» What you are asked to do: Copy all the records exactly, but keep the pictures out of your version.

» Information supplied:
*** Begin section ***
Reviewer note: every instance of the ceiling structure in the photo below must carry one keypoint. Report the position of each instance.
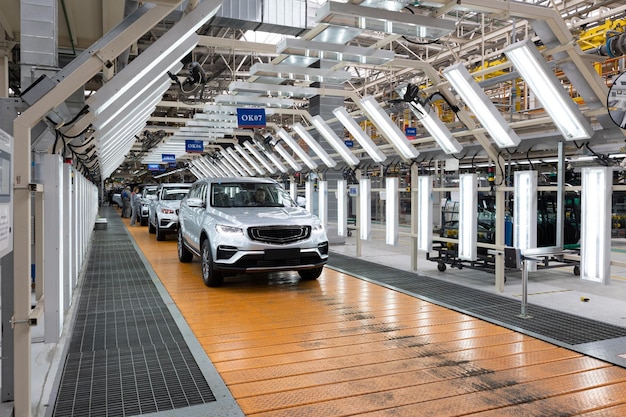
(361, 55)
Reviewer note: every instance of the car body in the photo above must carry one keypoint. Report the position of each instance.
(147, 195)
(222, 224)
(163, 209)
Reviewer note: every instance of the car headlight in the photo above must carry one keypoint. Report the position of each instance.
(317, 226)
(228, 230)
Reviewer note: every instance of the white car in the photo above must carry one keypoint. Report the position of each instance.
(147, 195)
(163, 210)
(233, 230)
*** End section ***
» Written answer:
Reviewer note: every instance of the ceiling structure in the photo below must carry one keypoint. Report the position of each instance.
(361, 55)
Reviewer note: every instance of the car body in the photo above must carry one keypoint. Report the position of each instance.
(147, 195)
(222, 224)
(163, 209)
Reviewer note: every instance of the car headlight in the photo above must carry one keypoint. Report the position of each instance.
(317, 226)
(228, 230)
Reviewer note: every instance of the white car in the photo above must carry one keypoint. Report the position of each instance.
(147, 195)
(163, 210)
(233, 230)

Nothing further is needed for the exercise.